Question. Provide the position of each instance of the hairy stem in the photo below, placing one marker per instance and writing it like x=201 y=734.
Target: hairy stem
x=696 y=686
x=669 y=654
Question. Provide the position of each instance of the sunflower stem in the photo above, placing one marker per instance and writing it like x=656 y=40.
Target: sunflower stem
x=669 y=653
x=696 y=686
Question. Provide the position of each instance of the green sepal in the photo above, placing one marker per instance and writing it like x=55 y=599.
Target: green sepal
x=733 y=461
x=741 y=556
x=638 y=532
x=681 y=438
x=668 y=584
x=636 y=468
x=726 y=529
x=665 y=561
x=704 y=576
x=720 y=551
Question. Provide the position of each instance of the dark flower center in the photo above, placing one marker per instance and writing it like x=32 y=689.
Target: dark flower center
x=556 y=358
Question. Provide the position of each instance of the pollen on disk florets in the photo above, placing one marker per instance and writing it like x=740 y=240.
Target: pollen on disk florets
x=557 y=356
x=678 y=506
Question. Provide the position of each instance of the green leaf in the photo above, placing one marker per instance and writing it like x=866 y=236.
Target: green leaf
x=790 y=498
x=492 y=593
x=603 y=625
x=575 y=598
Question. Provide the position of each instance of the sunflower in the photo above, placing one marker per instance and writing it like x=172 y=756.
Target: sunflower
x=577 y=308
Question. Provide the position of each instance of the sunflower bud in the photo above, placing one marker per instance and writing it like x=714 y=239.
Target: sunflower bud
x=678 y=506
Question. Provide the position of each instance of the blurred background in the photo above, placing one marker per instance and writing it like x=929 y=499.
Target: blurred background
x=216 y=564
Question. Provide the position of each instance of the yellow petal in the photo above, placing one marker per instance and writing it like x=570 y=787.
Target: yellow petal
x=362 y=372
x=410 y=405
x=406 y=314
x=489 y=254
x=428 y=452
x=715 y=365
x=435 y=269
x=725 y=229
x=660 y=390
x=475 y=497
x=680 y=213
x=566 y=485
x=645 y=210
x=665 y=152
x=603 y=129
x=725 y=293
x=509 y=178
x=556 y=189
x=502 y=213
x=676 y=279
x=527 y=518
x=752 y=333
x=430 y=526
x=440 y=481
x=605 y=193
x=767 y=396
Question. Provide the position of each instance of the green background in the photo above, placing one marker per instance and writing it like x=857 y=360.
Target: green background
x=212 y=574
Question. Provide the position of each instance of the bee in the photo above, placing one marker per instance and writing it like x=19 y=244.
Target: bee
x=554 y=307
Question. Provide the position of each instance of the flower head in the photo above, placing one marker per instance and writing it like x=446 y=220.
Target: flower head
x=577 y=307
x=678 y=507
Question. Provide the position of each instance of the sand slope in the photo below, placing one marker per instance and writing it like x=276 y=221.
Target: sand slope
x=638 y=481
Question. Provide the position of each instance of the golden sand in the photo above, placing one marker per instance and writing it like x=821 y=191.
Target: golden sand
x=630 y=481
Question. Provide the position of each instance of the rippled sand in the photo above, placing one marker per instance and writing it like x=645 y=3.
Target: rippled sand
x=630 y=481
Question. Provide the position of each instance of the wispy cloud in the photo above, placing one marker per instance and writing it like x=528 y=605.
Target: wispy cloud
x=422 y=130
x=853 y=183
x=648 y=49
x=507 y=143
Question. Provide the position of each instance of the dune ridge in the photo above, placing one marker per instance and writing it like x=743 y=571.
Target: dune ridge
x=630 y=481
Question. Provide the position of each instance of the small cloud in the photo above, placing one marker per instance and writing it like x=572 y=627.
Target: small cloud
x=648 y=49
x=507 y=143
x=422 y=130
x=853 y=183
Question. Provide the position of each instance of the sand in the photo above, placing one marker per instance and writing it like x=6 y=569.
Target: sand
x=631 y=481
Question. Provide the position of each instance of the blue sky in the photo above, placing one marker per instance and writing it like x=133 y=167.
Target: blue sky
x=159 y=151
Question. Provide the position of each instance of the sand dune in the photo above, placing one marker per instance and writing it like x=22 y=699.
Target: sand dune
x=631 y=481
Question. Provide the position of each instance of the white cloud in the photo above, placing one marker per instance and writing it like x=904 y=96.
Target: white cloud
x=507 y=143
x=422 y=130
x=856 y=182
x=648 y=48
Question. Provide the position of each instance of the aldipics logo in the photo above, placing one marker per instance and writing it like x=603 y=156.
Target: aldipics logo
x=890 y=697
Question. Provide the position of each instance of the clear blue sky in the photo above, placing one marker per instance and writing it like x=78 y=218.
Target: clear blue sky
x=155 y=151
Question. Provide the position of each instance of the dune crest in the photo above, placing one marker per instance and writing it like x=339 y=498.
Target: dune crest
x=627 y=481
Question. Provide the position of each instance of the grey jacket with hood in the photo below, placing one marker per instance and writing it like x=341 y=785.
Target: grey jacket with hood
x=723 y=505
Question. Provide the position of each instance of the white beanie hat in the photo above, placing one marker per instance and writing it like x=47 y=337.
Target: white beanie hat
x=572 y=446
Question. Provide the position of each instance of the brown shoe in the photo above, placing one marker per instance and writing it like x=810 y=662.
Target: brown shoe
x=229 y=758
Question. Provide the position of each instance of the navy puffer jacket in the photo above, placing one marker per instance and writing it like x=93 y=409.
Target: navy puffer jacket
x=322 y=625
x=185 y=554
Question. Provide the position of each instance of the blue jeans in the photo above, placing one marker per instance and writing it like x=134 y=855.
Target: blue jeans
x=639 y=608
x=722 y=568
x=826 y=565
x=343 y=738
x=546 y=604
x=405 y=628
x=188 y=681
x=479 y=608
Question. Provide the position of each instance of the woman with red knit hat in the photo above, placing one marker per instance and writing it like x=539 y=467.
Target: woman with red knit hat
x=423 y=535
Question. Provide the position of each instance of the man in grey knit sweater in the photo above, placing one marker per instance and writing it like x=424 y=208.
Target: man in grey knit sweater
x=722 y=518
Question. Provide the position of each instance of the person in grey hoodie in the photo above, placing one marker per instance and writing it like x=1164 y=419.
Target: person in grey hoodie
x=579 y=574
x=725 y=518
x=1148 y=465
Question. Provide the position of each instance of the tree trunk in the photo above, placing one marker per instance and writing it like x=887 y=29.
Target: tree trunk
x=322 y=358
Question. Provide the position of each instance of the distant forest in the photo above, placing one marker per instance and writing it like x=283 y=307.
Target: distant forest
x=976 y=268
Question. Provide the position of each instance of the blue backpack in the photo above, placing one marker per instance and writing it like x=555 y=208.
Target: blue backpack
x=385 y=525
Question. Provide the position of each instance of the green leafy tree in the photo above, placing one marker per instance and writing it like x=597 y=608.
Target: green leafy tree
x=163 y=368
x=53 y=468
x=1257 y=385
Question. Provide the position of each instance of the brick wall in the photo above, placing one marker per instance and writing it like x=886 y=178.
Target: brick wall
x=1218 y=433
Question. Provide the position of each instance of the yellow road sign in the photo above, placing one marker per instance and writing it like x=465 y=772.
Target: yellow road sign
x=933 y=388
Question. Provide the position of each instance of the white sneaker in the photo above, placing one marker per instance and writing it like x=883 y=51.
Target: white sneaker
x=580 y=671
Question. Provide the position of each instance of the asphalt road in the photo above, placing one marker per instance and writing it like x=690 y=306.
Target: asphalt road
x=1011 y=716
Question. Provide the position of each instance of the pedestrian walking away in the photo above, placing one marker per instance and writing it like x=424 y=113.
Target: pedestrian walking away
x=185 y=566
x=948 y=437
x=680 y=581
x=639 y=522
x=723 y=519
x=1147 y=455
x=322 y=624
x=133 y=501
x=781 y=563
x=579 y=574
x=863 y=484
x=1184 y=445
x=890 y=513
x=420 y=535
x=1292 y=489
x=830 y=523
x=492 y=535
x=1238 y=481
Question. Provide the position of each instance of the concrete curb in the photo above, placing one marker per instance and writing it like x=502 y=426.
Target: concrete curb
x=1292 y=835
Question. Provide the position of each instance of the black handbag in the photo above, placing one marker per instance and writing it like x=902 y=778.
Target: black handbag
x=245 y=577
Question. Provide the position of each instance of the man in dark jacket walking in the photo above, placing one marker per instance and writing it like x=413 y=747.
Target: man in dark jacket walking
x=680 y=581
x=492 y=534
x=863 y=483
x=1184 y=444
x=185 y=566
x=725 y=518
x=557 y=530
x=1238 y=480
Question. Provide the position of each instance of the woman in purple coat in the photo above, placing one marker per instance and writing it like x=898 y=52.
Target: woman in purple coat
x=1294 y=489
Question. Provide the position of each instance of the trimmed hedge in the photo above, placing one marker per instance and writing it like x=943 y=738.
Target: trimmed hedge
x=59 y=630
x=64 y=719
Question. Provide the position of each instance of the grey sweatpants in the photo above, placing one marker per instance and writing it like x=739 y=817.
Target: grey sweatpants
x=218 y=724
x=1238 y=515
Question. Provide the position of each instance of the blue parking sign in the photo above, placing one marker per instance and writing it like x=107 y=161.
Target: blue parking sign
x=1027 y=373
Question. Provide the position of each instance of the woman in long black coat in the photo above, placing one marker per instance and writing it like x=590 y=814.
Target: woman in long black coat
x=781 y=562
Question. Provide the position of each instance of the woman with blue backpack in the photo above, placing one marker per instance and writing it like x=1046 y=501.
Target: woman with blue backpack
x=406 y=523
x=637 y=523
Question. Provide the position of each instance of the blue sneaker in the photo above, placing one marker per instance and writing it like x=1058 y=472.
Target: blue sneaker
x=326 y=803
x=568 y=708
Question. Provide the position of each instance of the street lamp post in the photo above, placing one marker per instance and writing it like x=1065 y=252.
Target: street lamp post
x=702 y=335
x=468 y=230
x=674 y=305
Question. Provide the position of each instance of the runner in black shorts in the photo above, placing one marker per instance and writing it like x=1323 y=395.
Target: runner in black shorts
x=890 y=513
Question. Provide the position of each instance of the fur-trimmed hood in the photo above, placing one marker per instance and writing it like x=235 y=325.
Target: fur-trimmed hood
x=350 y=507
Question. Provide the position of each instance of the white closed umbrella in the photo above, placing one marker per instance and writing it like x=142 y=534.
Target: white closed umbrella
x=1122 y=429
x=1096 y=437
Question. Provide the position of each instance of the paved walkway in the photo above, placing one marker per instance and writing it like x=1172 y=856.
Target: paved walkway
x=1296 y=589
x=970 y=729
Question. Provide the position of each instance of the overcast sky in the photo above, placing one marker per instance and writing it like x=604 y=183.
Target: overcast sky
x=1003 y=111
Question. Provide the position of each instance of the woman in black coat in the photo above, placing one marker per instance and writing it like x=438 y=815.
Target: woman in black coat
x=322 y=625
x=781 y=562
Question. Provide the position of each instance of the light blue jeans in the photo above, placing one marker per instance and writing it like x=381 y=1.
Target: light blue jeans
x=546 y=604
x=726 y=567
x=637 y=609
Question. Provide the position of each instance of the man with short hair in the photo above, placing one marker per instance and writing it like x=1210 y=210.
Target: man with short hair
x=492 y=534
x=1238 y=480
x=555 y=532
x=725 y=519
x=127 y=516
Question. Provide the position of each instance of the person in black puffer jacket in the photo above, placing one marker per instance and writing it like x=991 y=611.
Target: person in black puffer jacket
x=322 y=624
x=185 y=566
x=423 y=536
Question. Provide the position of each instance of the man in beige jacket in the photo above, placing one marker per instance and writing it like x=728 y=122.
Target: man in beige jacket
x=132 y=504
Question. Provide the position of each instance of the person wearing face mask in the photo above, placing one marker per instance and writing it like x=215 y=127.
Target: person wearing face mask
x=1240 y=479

──────────

Beginning at the line containing "Question. Provide the position of each instance of the overcast", repeat each line exactly through the last line of the entries, and include no other lines.

— Exercise result —
Question. Provide the position of each instance of the overcast sky in the photo above, placing one marker per instance and writing it like x=604 y=183.
Target: overcast sky
x=1003 y=111
Question. Provide the position of each instance of the woman in black coat in the photo above, placing one marker per instance and writing it like x=438 y=815.
Target: woman in black coat
x=322 y=625
x=781 y=562
Question. Provide the position of each instance of the light blue jeans in the photo above, placing one marker per instance and writing it like x=381 y=1.
Target: light blue jeans
x=546 y=604
x=726 y=567
x=637 y=609
Question. Provide the position of each instance of the man with short hair in the photo above, placing one marker per instance and writing it like x=1210 y=210.
Target: man with short hair
x=492 y=534
x=1238 y=480
x=555 y=532
x=725 y=519
x=127 y=516
Question. Provide the position of each instance of the person in black puffer jacket in the photo above, placing one marker per instance and writing it like x=991 y=611.
Target: person in black puffer jacket
x=322 y=624
x=185 y=566
x=423 y=536
Question. Provide the position of each instance of the man in beige jacket in the photo above, placing one marker per instance and writing it like x=728 y=122.
Target: man in beige jacket
x=132 y=504
Question. Provide the position of each instance of the person wearing face mask in the photo above, placing one marker per instance and writing it like x=215 y=127.
Target: person wearing face mask
x=1240 y=479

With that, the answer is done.